» **Source extract**
========
Earlier this week, I mentioned my goal of riding daily during my time off for spring break. While I think this is a worthy goal, it is also problematic for me. I have a chronic health issue that can make daily rides impossible (for instance, I’m now sitting at home writing this rather than riding, as a medication switch has left me dizzy and exhausted). Still, even on days when I’m not at peak form, a short ride can be good medicine.
The Raleigh is usually my bike of choice when I’m not feeling my best. The upright positioning and slower-paced riding are well suited to days when I’m fussy with pain. Recently, recovering from a cold-turned-sinus, ear and eye-infection, I’ve been hard hit by both my illness and the antibiotics used to treat it. There’s nothing like feeling bloated up like a balloon to encourage one to get out and be active! When pondering where to take my ride on Tuesday, I knew it had to be somewhere gentle and undemanding. No new trails. No hills. The Boy and I recently rode the Interurban, so I had no desire to head there again. How about its sister trail, the Green River Trail? Despite being the subject of an early rideblog rant, my mind had made the trail into something slightly bucolic and interesting. So off we went to check it out in all its April splendor (thought you’d get away without a mention, April? Think again!).
When riding this trail, The Raleigh and I take advantage of the nearby Tukwila train station for parking. The station connects to the Interurban Trail about three blocks from where the Interurban meets the Green River Trail. On the way from our car to the trailhead, The Raleigh and I have to pass under the freeway in what we like to think of as the Tunnel of Doom. It’s very dark in there.
The Green River Trail winds between the river and acres of industrial/office parks. This means that the view can be quite briefly pretty. If I were to pan over just a few feet, the backdrop for this photo would be a blank warehouse wall.
The Raleigh and I can’t quite decide what we think of this trail. The river should be a place of natural beauty and inspiration. Instead, spots like this constantly remind me of what it means to create an urban river, with the smooth green water in direct contrast to the gravel pit and apartment complex behind it.
I want to enjoy this trail. I really do. But each time I ride it, I find it more depressing than inspiring.
That black thing behind The Raleigh in this photo is a large industrial culvert, dumping water into the river. Is that a diverted stream? Road and construction site run-off? I have no idea, but it isn’t charming.
========
» **Provided records**
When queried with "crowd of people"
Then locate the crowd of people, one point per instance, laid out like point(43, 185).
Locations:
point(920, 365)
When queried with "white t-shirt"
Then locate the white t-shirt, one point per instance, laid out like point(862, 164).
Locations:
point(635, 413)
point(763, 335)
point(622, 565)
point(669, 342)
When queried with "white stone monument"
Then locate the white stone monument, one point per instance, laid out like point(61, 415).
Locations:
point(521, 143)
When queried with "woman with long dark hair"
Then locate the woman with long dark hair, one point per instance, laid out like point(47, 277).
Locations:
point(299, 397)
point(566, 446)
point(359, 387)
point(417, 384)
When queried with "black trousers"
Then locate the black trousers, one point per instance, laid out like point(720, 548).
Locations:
========
» **What to work on**
Write the next part of the Green River Trail ride post, starting after its last sentence. The listing is separate material and has no connection to the Green River Trail post.

» **Task response**
The river should have much to offer. We spotted a muskrat, or a very small beaver, carrying a stick across the water to build up his home. At a pretty bend, we watched this fellow circle above the water, looking for fish.
His mate, or perhaps HER chick, perched on a purpose-built osprey tower nearby.
There were plenty of shady places to stop and take a nice self-portrait.
See, I do have hair! And yes, I’m aware that this shirt resembles the more depressed version of my Rainbow Windbreaker. I know, I’m attracted to all things in multi-plaid. It’s sad, but true.
For a brief while, the trail ends and bikes are funneled onto a path that is really an extension of an already-existing sidewalk. I think this street is a perfect example of the sort of stupid urban planning I’m really ranting about here.
This shot is of the very pretty local golf links and attached restaurant/club house. Behind it, you’ll note if you look closely, is that gravel pit. Scenic!
Here we are a block away, in front of the Riverside Casino. It attracts a certain high-end casino clientele: “Vegas, Baby! Vegas!”
No. Across the street is the local 7-11 and a “lingerie” shop (because we all know that’s what folks are in there to buy). I’ve never figured out why these places put the front door right there on a busy highway. If I were going to go to a sex toy shop, I wouldn’t want to have to walk in right on the main drag. “Hey, isn’t that Mrs. So-and-So, my English teacher?” That would be great.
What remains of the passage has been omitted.